Work request
Repeat the data exactly as it appears.

Excerpted records
*** Begin section ***

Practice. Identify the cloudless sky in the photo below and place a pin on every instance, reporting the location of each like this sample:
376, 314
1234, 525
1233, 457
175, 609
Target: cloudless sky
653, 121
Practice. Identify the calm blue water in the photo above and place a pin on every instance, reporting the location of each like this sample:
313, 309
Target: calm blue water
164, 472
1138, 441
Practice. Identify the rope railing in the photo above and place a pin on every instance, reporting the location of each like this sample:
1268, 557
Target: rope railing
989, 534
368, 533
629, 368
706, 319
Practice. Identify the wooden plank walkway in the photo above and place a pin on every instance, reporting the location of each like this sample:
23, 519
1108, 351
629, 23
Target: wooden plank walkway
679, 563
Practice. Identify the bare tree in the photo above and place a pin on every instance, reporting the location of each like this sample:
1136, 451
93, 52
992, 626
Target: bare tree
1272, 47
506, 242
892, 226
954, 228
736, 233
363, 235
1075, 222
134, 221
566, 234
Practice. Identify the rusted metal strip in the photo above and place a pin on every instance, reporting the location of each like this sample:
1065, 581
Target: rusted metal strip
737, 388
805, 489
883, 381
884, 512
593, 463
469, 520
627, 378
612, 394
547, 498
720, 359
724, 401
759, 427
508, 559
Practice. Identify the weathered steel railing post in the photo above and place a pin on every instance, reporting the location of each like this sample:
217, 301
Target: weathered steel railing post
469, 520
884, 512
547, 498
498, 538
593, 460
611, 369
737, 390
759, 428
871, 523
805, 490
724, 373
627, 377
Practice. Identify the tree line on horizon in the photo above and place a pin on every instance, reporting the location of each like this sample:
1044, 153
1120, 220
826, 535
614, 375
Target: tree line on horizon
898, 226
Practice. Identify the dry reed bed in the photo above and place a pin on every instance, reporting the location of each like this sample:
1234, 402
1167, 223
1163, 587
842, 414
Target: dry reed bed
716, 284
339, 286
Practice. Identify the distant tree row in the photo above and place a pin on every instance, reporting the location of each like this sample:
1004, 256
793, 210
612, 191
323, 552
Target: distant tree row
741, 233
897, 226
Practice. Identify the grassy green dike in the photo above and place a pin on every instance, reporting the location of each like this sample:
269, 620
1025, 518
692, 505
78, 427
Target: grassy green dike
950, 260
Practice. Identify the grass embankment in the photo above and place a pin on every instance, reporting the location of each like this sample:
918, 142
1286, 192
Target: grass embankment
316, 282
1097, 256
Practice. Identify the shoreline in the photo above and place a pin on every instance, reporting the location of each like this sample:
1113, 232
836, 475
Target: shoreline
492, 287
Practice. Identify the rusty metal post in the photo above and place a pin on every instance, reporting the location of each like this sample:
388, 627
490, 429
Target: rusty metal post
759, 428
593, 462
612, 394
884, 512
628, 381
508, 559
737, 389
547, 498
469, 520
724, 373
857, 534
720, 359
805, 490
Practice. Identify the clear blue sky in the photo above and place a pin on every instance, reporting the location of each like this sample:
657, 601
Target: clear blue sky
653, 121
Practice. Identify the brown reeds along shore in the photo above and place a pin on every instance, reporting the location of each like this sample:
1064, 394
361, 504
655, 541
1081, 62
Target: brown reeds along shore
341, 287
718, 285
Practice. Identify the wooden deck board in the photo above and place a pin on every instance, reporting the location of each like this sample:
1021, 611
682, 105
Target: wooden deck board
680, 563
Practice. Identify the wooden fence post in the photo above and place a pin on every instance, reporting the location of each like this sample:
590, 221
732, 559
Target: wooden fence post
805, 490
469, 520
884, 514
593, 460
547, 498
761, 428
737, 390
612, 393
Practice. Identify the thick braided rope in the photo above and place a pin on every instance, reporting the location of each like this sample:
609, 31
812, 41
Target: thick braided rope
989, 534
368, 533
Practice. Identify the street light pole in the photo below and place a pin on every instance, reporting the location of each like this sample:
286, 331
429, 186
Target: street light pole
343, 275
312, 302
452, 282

*** End section ***

Solution to this exercise
Practice. Identify the cloudless sky in the photo below and place a pin on every instance, reporting the location of each like this sample:
376, 314
1234, 525
1233, 457
175, 609
Target: cloudless sky
653, 121
Practice. Identify the calm blue water in the photo above and place a pin on every instance, reporting the location of each like this sample:
313, 309
Target: calm blue water
164, 472
1138, 441
Practice. Identify the rope railing in the photo above and place a pin on every instance, reporting the location of each like this sample:
1268, 557
Target: rope railing
989, 534
368, 533
629, 368
706, 319
Practice. Identify the wooden plank walkway in the photo above and place a pin on every instance, reporting the location of each like this sample:
23, 519
1108, 351
629, 23
Target: wooden plank walkway
679, 563
Practice. Identify the bare tree in the photo above and place a pin on every instance, reporting the location of each like this sample:
1136, 451
93, 52
992, 626
Target: bare tree
1272, 47
506, 242
892, 226
954, 228
736, 233
363, 235
1075, 222
134, 221
566, 234
Practice. Identify the rusted metal strip in the photo above and place a pin on every instance, reporting the location of each like this sample:
1065, 581
Target: rusted metal strip
737, 388
805, 489
883, 381
884, 512
593, 463
469, 520
627, 378
612, 394
547, 498
720, 359
724, 401
759, 427
508, 559
Practice. Identify the weathered steel railing post in the photo above and place a pin on every instance, reporting the location of each like this sample:
217, 301
Target: weathered steel railing post
469, 520
884, 512
547, 498
498, 538
593, 460
611, 369
737, 390
759, 428
871, 523
805, 490
724, 373
627, 377
Practice. Identify the tree line on horizon in the photo above and place a pin on every instance, reporting the location of each like this sample:
1044, 153
1120, 220
826, 535
614, 375
Target: tree line on horizon
898, 226
Practice. Identify the dry reed bed in the photo above and place a pin on every instance, reporting the location of each like this sample:
1234, 402
1167, 223
1163, 587
842, 414
Target: dry reed bed
716, 284
339, 286
Practice. Identify the distant tree row in the photo above and place a pin on every instance, reporting the location of each like this sample:
1004, 256
793, 210
612, 191
323, 552
Target: distant tree row
741, 233
897, 226
Practice. Identify the grassy green dike in the photo above and place a pin on every instance, reporting the location of each like this sample:
269, 620
1025, 518
692, 505
78, 427
Target: grassy green dike
950, 260
Practice. Identify the grass embankment in the photo above and place a pin on every instance, reporting the location of each like this sample:
918, 142
1286, 192
Target: grass embankment
316, 282
1097, 256
Practice. Identify the shoreline in the photo above and place a pin on every instance, reporting the location of each like this sample:
1113, 232
836, 475
Target: shoreline
492, 287
Practice. Identify the rusty metal post in the photo above and place a pin on every instance, reporting the location of each like this sample:
388, 627
490, 429
Target: rusty metal post
759, 428
593, 462
612, 394
884, 512
628, 381
508, 559
737, 389
547, 498
469, 520
724, 373
857, 534
720, 359
805, 490
Practice. Identify the clear blue sky in the photo above and place a pin on every instance, reporting the location of each like this sample:
657, 601
Target: clear blue sky
653, 121
Practice. Identify the brown reeds along shore in the photo above and place a pin on every instance, reporting the location of each like this sample:
1064, 394
361, 504
655, 541
1081, 62
Target: brown reeds along shore
341, 287
718, 285
Practice. Identify the wooden deck board in the photo above and place a pin on every instance, reporting the location of each like this sample:
1021, 611
682, 105
Target: wooden deck board
680, 563
Practice. Identify the wooden fence post in the photo above and place a pin on every instance, reporting the location of each like this sample:
590, 221
732, 559
Target: wooden fence post
805, 490
469, 520
884, 514
593, 460
547, 498
761, 428
737, 390
612, 393
Practice. Identify the thick braided rope in the photo above and place a pin on every instance, reporting the location of each like this sample:
609, 31
812, 41
Target: thick braided rope
989, 534
368, 533
Practice. Identify the street light pole in the photo below and place a pin on every instance, reporting the location of each like this sample:
286, 331
429, 186
Target: street light pole
343, 275
312, 302
452, 282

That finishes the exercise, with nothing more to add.